* [Phrase grounding data]
------------------------------------------------
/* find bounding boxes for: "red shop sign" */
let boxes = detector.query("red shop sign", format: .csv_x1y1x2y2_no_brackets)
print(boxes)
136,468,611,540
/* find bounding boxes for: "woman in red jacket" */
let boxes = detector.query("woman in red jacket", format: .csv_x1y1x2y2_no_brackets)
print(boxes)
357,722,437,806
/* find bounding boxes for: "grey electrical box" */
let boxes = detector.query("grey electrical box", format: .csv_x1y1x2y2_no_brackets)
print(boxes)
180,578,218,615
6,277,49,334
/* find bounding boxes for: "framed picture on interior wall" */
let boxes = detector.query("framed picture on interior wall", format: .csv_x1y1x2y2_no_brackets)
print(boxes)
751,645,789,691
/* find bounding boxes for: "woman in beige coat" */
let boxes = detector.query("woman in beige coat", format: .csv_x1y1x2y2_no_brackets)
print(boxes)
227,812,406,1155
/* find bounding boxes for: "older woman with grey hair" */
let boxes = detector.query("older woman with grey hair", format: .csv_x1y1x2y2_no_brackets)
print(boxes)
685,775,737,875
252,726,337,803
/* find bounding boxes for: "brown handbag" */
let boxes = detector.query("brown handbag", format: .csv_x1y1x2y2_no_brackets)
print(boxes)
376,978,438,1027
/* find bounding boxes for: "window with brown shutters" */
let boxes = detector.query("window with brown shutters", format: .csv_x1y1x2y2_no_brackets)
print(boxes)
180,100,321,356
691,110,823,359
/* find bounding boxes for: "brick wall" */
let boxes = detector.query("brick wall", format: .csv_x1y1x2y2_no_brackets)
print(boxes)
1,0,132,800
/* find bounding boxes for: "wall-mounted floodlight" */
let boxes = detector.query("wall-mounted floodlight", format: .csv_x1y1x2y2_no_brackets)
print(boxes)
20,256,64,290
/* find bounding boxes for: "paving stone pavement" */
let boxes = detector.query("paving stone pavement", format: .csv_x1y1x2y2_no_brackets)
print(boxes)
------------------------------------------------
* [Work to be completed]
Output the records in full, keeping them exactly as they are.

* [Final answer]
/* find bounding boxes for: "red shop sign" */
let boxes = detector.query("red shop sign", format: .csv_x1y1x2y2_no_brackets)
print(boxes)
136,468,611,540
/* find bounding boxes for: "woman in red jacket" */
let boxes = detector.query("woman in red jacket", format: .csv_x1y1x2y2_no_brackets)
print(boxes)
357,722,437,806
/* find bounding boxes for: "grey electrical box" */
let boxes = detector.query("grey electrical box", format: .csv_x1y1x2y2_no_brackets)
print(boxes)
180,578,218,615
6,277,49,334
/* find bounding boxes for: "framed picture on interior wall" */
let boxes = detector.query("framed picture on interior wall", format: .csv_x1y1x2y2_no_brackets)
print(boxes)
751,645,789,691
/* find bounding boxes for: "woman in beige coat" */
let boxes = detector.query("woman in beige coat", format: .csv_x1y1x2y2_no_brackets)
print(boxes)
227,812,406,1155
/* find bounding boxes for: "older woman with grey hair" */
let boxes = detector.query("older woman with grey hair", format: .csv_x1y1x2y2_no_brackets)
print(boxes)
685,775,737,875
252,726,337,803
/* find bounding boxes for: "brown handbag" */
let boxes = detector.query("brown handbag", format: .csv_x1y1x2y2_no_brackets)
print(boxes)
376,978,438,1027
/* find bounding boxes for: "window with brown shutters" */
let boxes = detector.query("window with brown shutters", format: .csv_x1y1x2y2_no_brackets)
print(boxes)
180,100,321,356
691,110,823,359
/* find bounding boxes for: "brick wall" */
let boxes = detector.query("brick wall", format: .csv_x1y1x2y2_no_brackets)
print(boxes)
1,0,132,800
/* find bounding boxes for: "wall-mounted floodlight" */
let boxes = detector.query("wall-mounted floodlight", format: .csv_x1y1x2y2_no_brackets)
print(boxes)
20,256,64,290
/* find bounding boxes for: "paving stone pavement" */
let boxes = detector.query("paving stone pavement", format: .csv_x1y1x2y2_no_brackets)
print(boxes)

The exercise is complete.